__SOURCE__.
----------
High casting soundness is necessary for meeting the elongation and impact requirements. The target is ASTM severity level 2 or less radiographic soundness throughout all sections. No gross shrinkage can be tolerated. This unsoundness is restricted to scattered microporosity that might occur in the matrix structure cell boundaries or at the mid center of any section. Other requirements are good as-cast surface finish and freedom from other types of casting defects. Surface finish is important because the only machining that is required is for the nose cone insert, threading for aircraft suspension lugs and an aft V-groove where the flight guidance steel wings are attached during final bomb casing assembly. The balance of the OD and the ID remain with as-cast finishes.  The production 500 pound CDIB body is illustrated below.
 

 
Figure 2.  Production Unit
 

 
Development Program
 
Using an outside contractor, Tolo, Inc., the NAWC at China Lake, California, divided development into three phases for the 500 pound bomb.
 
Phase I: Computer modeling of casting design, solidification, gating, mold rigging and projected mechanical properties.
 
Phase II: Metal process development and prototype manufacture using test blocks and 30 CDIB bodies.
 
Phase III: Process verification and a 75 unit production of prototype bodies meeting all requirements for flight and mission performance testing.
 
Figure 3 illustrates the final mold design developed in Phase I. Sample castings had been produced in a iterative process throughout Phase I and tested, leading to best possible mold design to meet all final casting requirements,
 
The work determined that:
 
•  Casting is best in the vertical position in no-bake resin silica sand split molds, to minimize distortion and provide required surface finish.
 
•  The long center core, supported only at each end, must be metal arbor reinforced and top vented. Chaplets may not be used to prevent local defects.
 
•  A large top ring riser and blind side risers are needed to feed heavier sections.
 
•  Zircon sand is necessary in the heavier suspension lug area (where side risers are located).
 
•  Two CDIB’s on were the most efficient mold design.
 
•  With this design, mold yields around 30-35% are obtained. (In commercial production, this might be improved.)
 
The total down sprue on the 500 pounder is over 7.5 feet tall, necessitating metal fill speed trap. Molds are clamped in a pouring jacket and poured vertically. Two Keel blocks are incorporated in each mold for subsequent determination of tensile, Charpy impact, chemical and microstructural properties. All properties need to be met after the final anneal heat treatment, so test bars must be heat treated in the same furnace load as the castings.
 
During mold design work in Phase I, a long run of casting Keel blocks was used to determine metal properties and make process changes to meet target metal properties.
----------
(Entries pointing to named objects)
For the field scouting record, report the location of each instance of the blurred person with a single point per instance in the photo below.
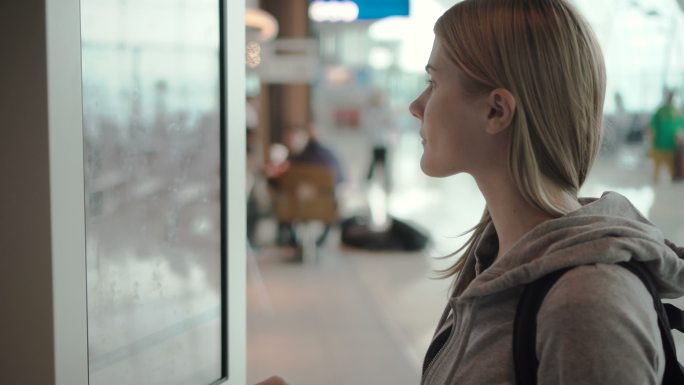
(378, 123)
(303, 148)
(663, 130)
(500, 76)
----------
Print the part of the casting passage that opens with the words containing "Phase I: Computer" and closes with "mission performance testing.". Work from the casting passage alone.

Phase I: Computer modeling of casting design, solidification, gating, mold rigging and projected mechanical properties.
 
Phase II: Metal process development and prototype manufacture using test blocks and 30 CDIB bodies.
 
Phase III: Process verification and a 75 unit production of prototype bodies meeting all requirements for flight and mission performance testing.